(Point localization data)
□ □ □ □
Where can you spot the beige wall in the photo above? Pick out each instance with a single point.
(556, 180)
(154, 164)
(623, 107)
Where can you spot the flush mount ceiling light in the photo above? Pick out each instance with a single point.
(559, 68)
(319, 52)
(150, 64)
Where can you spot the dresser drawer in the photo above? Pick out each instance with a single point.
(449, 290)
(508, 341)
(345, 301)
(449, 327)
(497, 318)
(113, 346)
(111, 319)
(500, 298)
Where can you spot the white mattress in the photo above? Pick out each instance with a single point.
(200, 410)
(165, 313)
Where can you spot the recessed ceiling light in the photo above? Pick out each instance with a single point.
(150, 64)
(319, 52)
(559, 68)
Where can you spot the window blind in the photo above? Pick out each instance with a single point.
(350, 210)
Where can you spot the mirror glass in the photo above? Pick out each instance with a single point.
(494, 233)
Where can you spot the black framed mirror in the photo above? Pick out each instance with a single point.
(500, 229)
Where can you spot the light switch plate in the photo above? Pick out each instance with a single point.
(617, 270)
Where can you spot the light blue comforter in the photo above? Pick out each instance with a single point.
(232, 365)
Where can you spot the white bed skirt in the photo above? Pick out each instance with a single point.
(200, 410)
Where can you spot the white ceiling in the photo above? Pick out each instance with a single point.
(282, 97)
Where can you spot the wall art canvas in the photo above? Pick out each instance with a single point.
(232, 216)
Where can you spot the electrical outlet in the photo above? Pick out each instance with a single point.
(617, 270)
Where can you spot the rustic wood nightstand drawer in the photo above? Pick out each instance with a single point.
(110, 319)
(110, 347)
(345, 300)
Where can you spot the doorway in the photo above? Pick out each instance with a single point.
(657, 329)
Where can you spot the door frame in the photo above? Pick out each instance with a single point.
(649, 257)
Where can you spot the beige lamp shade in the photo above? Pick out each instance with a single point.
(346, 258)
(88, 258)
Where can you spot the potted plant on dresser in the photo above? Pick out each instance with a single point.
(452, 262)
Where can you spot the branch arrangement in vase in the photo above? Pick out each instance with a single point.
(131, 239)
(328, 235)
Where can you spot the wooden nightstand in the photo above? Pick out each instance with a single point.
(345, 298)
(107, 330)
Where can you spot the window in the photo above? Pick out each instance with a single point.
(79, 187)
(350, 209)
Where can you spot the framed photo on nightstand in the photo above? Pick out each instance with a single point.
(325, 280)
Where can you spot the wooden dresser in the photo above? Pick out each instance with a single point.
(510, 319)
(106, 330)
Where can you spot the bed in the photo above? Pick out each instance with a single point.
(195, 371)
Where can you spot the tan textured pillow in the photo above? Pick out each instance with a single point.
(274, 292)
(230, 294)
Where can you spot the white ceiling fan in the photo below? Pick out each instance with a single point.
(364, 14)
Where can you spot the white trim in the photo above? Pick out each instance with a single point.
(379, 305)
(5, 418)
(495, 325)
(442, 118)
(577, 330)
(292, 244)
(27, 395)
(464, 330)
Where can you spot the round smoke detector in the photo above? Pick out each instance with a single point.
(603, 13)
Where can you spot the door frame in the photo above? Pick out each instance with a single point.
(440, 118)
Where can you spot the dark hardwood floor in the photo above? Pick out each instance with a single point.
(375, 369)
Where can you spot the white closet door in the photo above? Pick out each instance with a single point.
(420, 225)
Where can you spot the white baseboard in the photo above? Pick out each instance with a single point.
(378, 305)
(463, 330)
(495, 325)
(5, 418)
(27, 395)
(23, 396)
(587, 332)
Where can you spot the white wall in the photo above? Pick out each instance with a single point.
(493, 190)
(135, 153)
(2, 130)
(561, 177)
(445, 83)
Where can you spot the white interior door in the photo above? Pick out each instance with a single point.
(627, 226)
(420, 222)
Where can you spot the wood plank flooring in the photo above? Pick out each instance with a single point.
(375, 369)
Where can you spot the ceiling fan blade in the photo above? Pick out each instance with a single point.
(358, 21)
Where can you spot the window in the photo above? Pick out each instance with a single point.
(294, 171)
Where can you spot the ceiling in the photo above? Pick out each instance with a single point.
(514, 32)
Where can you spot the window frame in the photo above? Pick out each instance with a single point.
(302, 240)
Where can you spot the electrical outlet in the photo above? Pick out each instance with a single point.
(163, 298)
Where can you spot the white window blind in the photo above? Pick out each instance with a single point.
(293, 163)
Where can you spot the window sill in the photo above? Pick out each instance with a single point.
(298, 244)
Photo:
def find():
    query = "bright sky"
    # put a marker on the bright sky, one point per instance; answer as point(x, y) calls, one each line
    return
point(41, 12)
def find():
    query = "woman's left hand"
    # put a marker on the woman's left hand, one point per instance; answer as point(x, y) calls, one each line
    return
□ □ □ □
WHAT YOU NEED TO DO |
The records need to be set down again without a single difference.

COMPLETED EXERCISE |
Where can you spot the beige wall in the photo above? Pick out each instance with a single point.
(556, 180)
(154, 164)
(623, 107)
Where can you spot the flush mount ceiling light in the photo above? Pick out each instance with a single point.
(559, 68)
(319, 52)
(150, 64)
Where can you spot the dresser drawer in the photo above? Pick out each instance with a single point.
(449, 290)
(508, 341)
(345, 301)
(449, 327)
(497, 318)
(113, 346)
(111, 319)
(500, 298)
Where can you spot the white mattress in the photo above? Pick out each instance with a single point.
(200, 410)
(165, 313)
Where can you spot the recessed ceiling light in the photo above? Pick out each instance with a single point.
(150, 64)
(319, 52)
(559, 68)
Where can you spot the window blind in the photo above? Pick out each instance with a single point.
(350, 210)
Where can you spot the mirror glass in the photo above? Pick out each instance with a single point.
(494, 233)
Where can you spot the black framed mirror in the photo above? Pick out each instance with a single point.
(500, 229)
Where can you spot the light switch plate in the photo above? Pick out each instance with a single point.
(617, 270)
Where can you spot the light blue comforter in the photo above? Pick out each instance with a single point.
(232, 365)
Where can you spot the white bed skirt in the photo above? Pick out each instance with a single point.
(200, 410)
Where can you spot the white ceiling in the photo above? Pick out each instance with a single point.
(282, 97)
Where can you spot the wall art canvas in the photo above? Pick out each instance with a single point.
(232, 216)
Where can you spot the electrical outlet in the photo above? Pick out each instance with a single point.
(617, 270)
Where can you spot the rustic wood nightstand drawer in the photo above? Pick out each instance with a single point.
(110, 319)
(110, 347)
(345, 300)
Where can you spot the doorway in the photo above? Pick out each instance with a single point.
(657, 329)
Where can you spot the door frame in the photo above? Pick out each instance with a single point.
(649, 257)
Where can you spot the beige lamp shade in the photo above? Pick out each instance with a single point.
(346, 258)
(88, 258)
Where can you spot the potted plant on dresser in the photo above? Pick out each instance with a single point.
(452, 262)
Where can you spot the branch arrangement in vase in the photo above? Pick out each instance with a single point.
(131, 239)
(328, 235)
Where can you spot the wooden nightstand in the photo above? Pick out each instance with a single point.
(345, 298)
(107, 330)
Where can you spot the window in the photo above? Pick out each instance with a single point.
(79, 187)
(350, 209)
Where can you spot the framed photo on nightstand in the photo above? Pick out each instance with a single point.
(325, 280)
Where can you spot the wooden dresser in the photo above? Pick out each instance with a single point.
(510, 319)
(106, 330)
Where can you spot the bed in the photo above? Pick out each instance with a single point.
(195, 371)
Where can you spot the tan textured pillow in the photo above? Pick out each instance with a single point.
(274, 292)
(230, 294)
Where can you spot the white ceiling fan in the photo below? Pick out each instance with a single point.
(364, 14)
Where can you spot the white trim in the photo above? Pick out each instance with a single point.
(379, 305)
(5, 418)
(495, 325)
(442, 118)
(577, 330)
(292, 244)
(27, 395)
(464, 330)
Where can you spot the round smoke detector in the photo above? Pick out each instance with a single point.
(603, 13)
Where can you spot the door frame in the photo above? Pick out each instance with a single point.
(440, 118)
Where can you spot the dark hardwood floor in the photo above? Pick out each instance with a single point.
(375, 369)
Where can you spot the white closet door in the photo above? Pick out each instance with a single point.
(420, 225)
Where can you spot the white baseboard in the photo above? Pick out each instance with a single point.
(378, 305)
(463, 330)
(495, 325)
(5, 418)
(27, 395)
(23, 396)
(587, 332)
Where can you spot the white wall in the photo above? Pick out each instance with a single point.
(493, 190)
(135, 153)
(2, 130)
(561, 177)
(445, 83)
Where can you spot the white interior door in the photo above? Pick out each instance with a single point.
(627, 226)
(420, 222)
Where can you spot the wood plank flooring in the photo above? Pick out each instance with a single point.
(375, 369)
Where can you spot the ceiling fan blade in the photo above? Pick out each instance with a single point.
(358, 21)
Where can you spot the window in the photo above? Pick out each instance with a single point.
(294, 171)
Where can you spot the ceiling in the photo above? Pick out each instance with a single point.
(514, 32)
Where can you spot the window frame in the photo above? Pick out each instance with a single point.
(302, 240)
Where can you spot the electrical outlet in the photo above? Pick out each instance with a single point.
(163, 298)
Where can you spot the white window blind in the photo above? Pick out each instance with a single point.
(293, 163)
Where can you spot the window sill in the photo above? Pick out each instance with a single point.
(298, 244)
Photo:
def find():
    query = "bright sky"
    # put a marker on the bright sky, one point per instance; answer as point(x, y) calls, one each line
    return
point(41, 12)
def find():
    query = "woman's left hand"
    # put a marker on the woman's left hand, one point per instance; answer as point(x, y) calls, one each line
    return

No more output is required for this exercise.